• _EXERCÍCIO 1_: Transcreva do texto de leitura o trecho que começa em "Como decorrência desse" e segue até "jogadas de poder.".
• _EXERCÍCIO 2_: De acordo com o texto de leitura, o que é essencial na manutenção da unidade do país?

Como decorrência desse contexto, Bolsonaro, que nunca se destacou como parlamentar ou membro das Forças Armadas, após ser eleito, continuou atuando, com uma coerência monstruosa, no âmbito da política rasteira, focada em práticas eleitoreiras e na disputa com possíveis adversários, que passam a ser tratados como inimigos. Por esse motivo, Bolsonaro nunca conseguirá ter uma visão de Estado, e muito menos de estadista. Falta a sua pessoa, capacidade intelectual e cognitiva para entender os meandros que envolvem as grandes questões da nação. Juntamente com isso, falta-lhe capacidade de compreender o país e, consequentemente, as jogadas de poder. 

Tendo caído quase que por acidente na presidência da república, após transformação do país em um verdadeiro programa policial, com a temática única de combate a corrupção, de forma a estimular um antipetismo doentio, Bolsonaro ainda se comporta como aquilo que sempre foi, ou seja, membro do baixo clero da política. Por essa razão, dificilmente, com o avanço da crise pandêmica, haverá mudanças em seu comportamento, o que resultará no agravamento da situação que será estendida aos aspectos políticos, mediante, conforme já vem ocorrendo, a perda daquilo que é essencial na manutenção da unidade do país, que é o alicerçamento do poder central no apoio das elites regionais.

• _MATERIAL FORNECIDO_:

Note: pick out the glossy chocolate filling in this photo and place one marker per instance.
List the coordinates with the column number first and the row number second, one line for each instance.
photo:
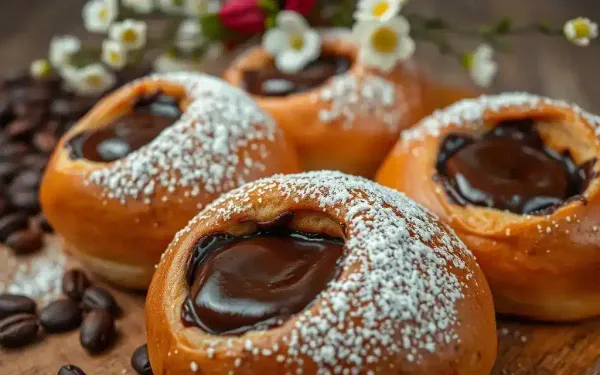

• _SOLUÇÃO 1_:
Como decorrência desse contexto, Bolsonaro, que nunca se destacou como parlamentar ou membro das Forças Armadas, após ser eleito, continuou atuando, com uma coerência monstruosa, no âmbito da política rasteira, focada em práticas eleitoreiras e na disputa com possíveis adversários, que passam a ser tratados como inimigos. Por esse motivo, Bolsonaro nunca conseguirá ter uma visão de Estado, e muito menos de estadista. Falta a sua pessoa, capacidade intelectual e cognitiva para entender os meandros que envolvem as grandes questões da nação. Juntamente com isso, falta-lhe capacidade de compreender o país e, consequentemente, as jogadas de poder.

• _SOLUÇÃO 2_: O alicerçamento do poder central no apoio das elites regionais.